→ Working data

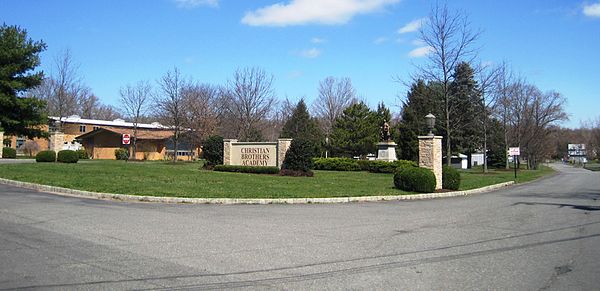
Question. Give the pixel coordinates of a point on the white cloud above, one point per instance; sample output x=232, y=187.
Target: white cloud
x=412, y=26
x=380, y=40
x=420, y=52
x=592, y=10
x=310, y=53
x=317, y=40
x=196, y=3
x=301, y=12
x=418, y=42
x=295, y=74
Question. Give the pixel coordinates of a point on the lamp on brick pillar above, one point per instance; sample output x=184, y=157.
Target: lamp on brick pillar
x=430, y=119
x=430, y=151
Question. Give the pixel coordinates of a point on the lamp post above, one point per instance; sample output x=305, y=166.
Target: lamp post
x=430, y=119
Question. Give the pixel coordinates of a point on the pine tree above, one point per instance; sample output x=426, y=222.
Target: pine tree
x=298, y=159
x=467, y=111
x=356, y=132
x=421, y=100
x=18, y=58
x=302, y=126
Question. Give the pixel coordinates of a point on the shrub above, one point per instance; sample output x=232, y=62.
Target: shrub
x=415, y=179
x=336, y=164
x=122, y=154
x=246, y=169
x=9, y=153
x=82, y=154
x=293, y=173
x=213, y=150
x=450, y=178
x=383, y=166
x=30, y=147
x=46, y=157
x=298, y=157
x=67, y=156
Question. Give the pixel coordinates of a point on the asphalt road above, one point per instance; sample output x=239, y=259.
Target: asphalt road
x=539, y=236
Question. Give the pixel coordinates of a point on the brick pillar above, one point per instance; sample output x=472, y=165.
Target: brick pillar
x=430, y=156
x=57, y=141
x=227, y=150
x=283, y=144
x=2, y=141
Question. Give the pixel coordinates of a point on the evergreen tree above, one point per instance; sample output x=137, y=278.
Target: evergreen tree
x=301, y=126
x=298, y=159
x=383, y=115
x=467, y=111
x=356, y=132
x=421, y=100
x=19, y=56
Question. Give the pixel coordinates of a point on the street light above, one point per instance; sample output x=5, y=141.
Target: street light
x=430, y=119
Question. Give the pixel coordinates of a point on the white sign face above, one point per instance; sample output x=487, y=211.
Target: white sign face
x=576, y=150
x=126, y=138
x=514, y=151
x=254, y=155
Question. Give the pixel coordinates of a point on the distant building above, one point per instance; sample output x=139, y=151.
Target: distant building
x=100, y=138
x=577, y=153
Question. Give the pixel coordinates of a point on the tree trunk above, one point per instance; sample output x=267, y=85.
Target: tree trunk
x=175, y=144
x=134, y=142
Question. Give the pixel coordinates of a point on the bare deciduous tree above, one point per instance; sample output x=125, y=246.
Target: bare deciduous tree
x=88, y=103
x=249, y=100
x=66, y=86
x=335, y=95
x=106, y=112
x=450, y=41
x=532, y=117
x=200, y=111
x=487, y=76
x=135, y=101
x=505, y=88
x=170, y=104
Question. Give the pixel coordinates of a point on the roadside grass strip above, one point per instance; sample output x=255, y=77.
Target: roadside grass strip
x=183, y=182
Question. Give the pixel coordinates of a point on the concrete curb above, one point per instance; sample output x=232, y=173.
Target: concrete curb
x=231, y=201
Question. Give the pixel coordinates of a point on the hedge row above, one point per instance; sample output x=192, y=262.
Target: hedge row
x=347, y=164
x=9, y=153
x=336, y=164
x=450, y=178
x=121, y=154
x=415, y=179
x=383, y=166
x=46, y=157
x=65, y=156
x=246, y=169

→ What you have to do
Only one stretch of the records above is wanted: the lines between the one holding "Target: pine tree" and the one holding "Question. Give the pixel coordinates of a point on the brick", inclusive, reproduced exactly.

→ Output for this task
Target: pine tree
x=298, y=159
x=467, y=111
x=356, y=132
x=421, y=100
x=18, y=58
x=302, y=126
Question. Give the pixel coordinates of a point on the shrub above, one point per instance; sample output x=232, y=62.
Target: shrub
x=415, y=179
x=336, y=164
x=122, y=154
x=246, y=169
x=9, y=153
x=82, y=154
x=293, y=173
x=213, y=150
x=450, y=178
x=383, y=166
x=30, y=147
x=46, y=157
x=298, y=157
x=67, y=156
Question. Give the pixel coordinates of a point on the asphalt road above, one point per instance; sample output x=239, y=259.
Target: asphalt road
x=539, y=236
Question. Give the pixel coordinates of a point on the brick pillar above, one point per instance; sample output x=472, y=165.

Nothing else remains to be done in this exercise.